YOUR TASK =
Rescale the coordinates in all the records. Write out every line again, requests included, and multiply each x and y value in the answers by 2.1, rounding to whole numbers with halves going up.

WORKING DATA =
## START

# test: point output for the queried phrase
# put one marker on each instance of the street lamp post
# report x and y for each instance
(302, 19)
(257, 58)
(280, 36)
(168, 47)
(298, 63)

## END

RESPONSE TO THIS TASK =
# test: point output for the queried phrase
# put one marker on each instance of the street lamp post
# report x and y for each instance
(634, 40)
(540, 122)
(588, 76)
(353, 99)
(626, 132)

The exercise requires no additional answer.